What you are asked to do:
Check each statement against the piece on political education below, answering yes or no and quoting the exact words from it that settle the matter. (a) Fisher's book about neighborhood organizing was written in the early 1980s; (b) Fisher held that organizing without political education will break free of issue cycles; (c) Mark Santow tied this challenge to Alinsky's organizing legacy around racial injustice.

Source document:
------------------------------------------------------------------------

The Importance of Political Education

This piece is part of a series following the 2024 United States Election. Be sure to read the other pieces in the series authored by Joerg Rieger, Gabby Lisi, and George Schmidt.

Aaron Stauffer

            In the early 1980s Robert Fisher wrote Let the People Decide: Neighborhood Organizing in America, where he argued that the future of community organizing the U.S. depends on whether or not organizers and leaders can incorporate political education into their strategies. Without political education — that is without education and analysis around the structural roots of broader social ills, and specifically without analysis to the role that class plays in this analysis — organizing will constantly be stuck in issue cycles. Without an understanding as to how power flows in our current economic and political system, organizations will be at the whim of the broader partisan tides. Which, in an environment where money dominates politics, ends up meaning that the highest bidder directs the tide. It is not just that global financialized capitalism dominates, but that there is a deep concentration of wealth and power in elites who dominate our collective political life. Building power in working people’s communities means building collective organizations that exercise agency over the conditions of our collective life.

 

Fisher isn’t the only one who has made this point about political education: most recently Mark Santow reminded readers that this challenge sits at the heart of Alinsky’s organizing legacy around racial injustice. Today, we are reminded of the importance of the why in organizing: as long as single issues dominate the strategy of community organizing, those fighting for economic and political democracy will lack a broader vision of what it is we are inviting people into.

------------------------------------------------------------------------

Material provided:
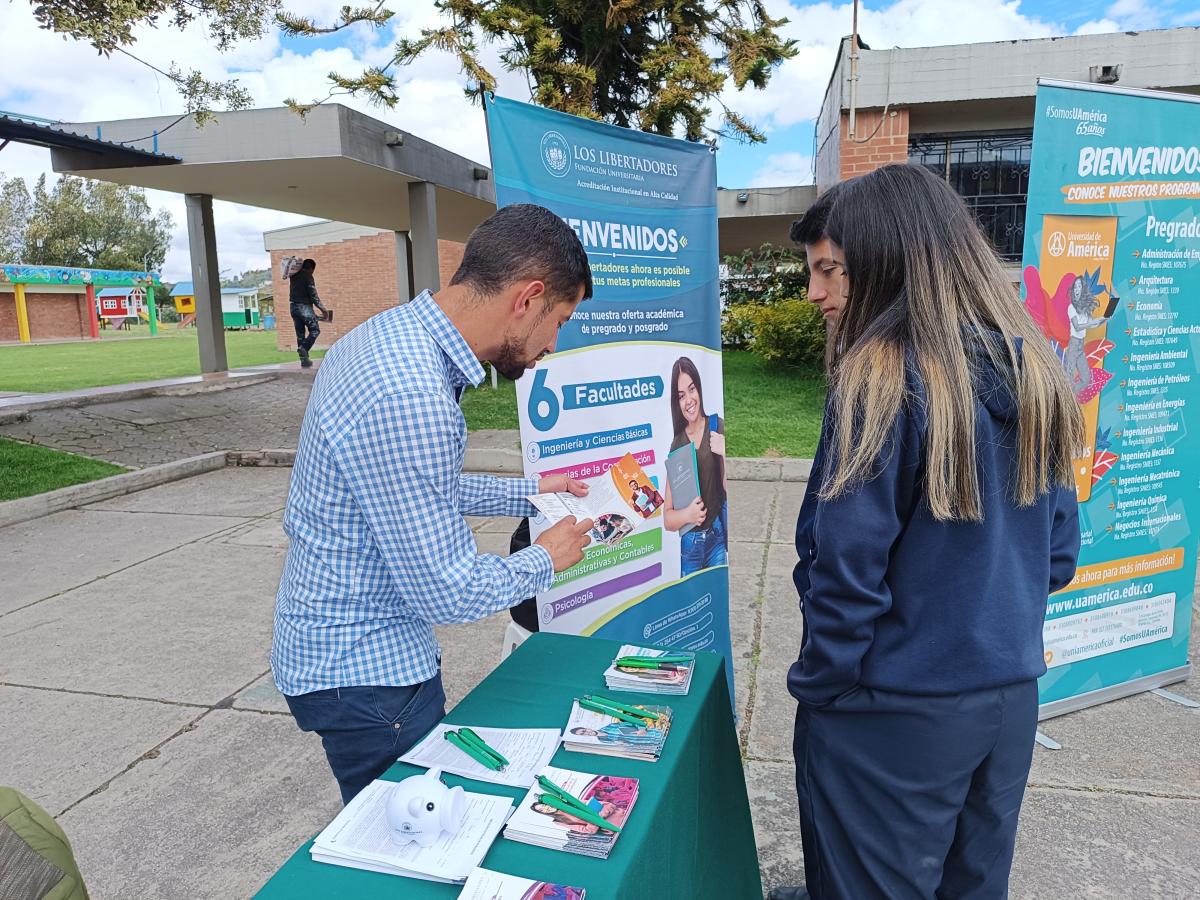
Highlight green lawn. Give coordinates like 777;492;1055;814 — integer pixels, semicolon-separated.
462;352;826;457
0;438;125;502
0;324;324;391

------------------------------------------------------------------------

Result for this exercise:
(a) Yes: "In the early 1980s Robert Fisher wrote Let the People Decide: Neighborhood Organizing in America"
(b) No: "organizing will constantly be stuck in issue cycles"
(c) Yes: "this challenge sits at the heart of Alinsky’s organizing legacy around racial injustice"